▶ [DESCRIPTION OF THE TASK]:
Wherever a line in the data below holds "tower", copy that line.

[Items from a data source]
++++++++++
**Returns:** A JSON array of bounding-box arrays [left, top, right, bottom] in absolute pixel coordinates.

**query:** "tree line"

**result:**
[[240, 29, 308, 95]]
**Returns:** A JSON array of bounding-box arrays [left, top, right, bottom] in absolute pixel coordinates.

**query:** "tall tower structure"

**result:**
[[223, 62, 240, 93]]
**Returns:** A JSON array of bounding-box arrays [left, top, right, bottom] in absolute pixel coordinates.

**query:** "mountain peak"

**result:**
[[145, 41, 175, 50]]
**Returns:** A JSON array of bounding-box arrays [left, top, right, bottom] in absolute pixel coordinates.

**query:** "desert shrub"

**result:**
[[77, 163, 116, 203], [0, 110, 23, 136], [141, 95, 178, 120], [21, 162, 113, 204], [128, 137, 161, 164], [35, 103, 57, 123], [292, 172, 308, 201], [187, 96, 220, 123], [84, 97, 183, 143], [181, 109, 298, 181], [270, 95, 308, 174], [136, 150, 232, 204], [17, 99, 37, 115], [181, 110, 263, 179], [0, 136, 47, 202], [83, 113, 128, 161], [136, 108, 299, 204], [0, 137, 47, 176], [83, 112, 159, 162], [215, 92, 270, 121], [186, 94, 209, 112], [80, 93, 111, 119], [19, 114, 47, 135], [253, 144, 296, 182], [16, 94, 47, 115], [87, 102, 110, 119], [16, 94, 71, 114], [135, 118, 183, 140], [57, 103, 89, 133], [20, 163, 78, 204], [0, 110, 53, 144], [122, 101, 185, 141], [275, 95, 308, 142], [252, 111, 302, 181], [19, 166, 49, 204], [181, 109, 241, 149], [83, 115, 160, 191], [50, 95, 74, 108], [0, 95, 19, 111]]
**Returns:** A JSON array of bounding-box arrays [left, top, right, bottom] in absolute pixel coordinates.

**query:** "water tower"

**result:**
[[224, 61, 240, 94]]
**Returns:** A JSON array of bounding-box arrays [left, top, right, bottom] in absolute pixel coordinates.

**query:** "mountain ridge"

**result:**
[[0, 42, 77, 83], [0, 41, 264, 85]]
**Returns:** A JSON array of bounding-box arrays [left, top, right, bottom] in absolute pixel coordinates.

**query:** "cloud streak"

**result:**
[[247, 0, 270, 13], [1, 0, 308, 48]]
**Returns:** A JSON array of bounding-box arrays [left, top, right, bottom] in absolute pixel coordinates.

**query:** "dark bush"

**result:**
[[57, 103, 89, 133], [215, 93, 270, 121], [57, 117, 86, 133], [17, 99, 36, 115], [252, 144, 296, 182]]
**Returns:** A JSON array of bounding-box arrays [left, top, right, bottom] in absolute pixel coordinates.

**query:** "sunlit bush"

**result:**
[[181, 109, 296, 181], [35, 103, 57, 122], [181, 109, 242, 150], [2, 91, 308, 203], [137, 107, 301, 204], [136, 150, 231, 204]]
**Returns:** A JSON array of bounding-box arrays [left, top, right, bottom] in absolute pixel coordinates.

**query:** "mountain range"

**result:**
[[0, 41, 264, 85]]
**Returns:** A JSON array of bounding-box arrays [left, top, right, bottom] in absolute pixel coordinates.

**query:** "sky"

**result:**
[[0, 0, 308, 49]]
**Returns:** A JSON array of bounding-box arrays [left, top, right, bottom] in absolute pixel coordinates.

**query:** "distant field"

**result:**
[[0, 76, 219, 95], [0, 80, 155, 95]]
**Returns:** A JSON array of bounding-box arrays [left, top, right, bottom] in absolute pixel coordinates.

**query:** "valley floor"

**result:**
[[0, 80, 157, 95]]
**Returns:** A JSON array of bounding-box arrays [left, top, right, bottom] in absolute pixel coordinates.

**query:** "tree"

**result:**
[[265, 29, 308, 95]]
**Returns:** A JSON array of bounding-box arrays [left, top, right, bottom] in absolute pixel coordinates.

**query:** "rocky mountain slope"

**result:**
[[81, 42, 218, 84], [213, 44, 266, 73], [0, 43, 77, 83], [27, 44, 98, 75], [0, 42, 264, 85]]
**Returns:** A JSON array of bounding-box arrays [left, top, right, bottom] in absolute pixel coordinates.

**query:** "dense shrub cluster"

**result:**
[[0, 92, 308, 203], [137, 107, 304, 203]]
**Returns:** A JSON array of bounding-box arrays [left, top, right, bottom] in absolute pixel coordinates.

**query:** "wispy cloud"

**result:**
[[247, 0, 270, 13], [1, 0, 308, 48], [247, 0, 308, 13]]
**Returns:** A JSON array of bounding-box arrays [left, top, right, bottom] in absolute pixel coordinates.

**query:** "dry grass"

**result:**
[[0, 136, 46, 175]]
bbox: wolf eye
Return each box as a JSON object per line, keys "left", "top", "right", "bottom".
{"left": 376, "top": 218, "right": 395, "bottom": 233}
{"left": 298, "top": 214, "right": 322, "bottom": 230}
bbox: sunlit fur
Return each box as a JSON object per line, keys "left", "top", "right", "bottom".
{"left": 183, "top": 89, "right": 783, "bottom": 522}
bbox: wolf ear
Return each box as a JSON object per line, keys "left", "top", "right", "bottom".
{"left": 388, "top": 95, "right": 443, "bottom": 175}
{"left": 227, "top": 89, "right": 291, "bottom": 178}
++++++++++
▶ [WRITTEN RESPONSE]:
**query:** "tall tower structure"
**query:** "water tower"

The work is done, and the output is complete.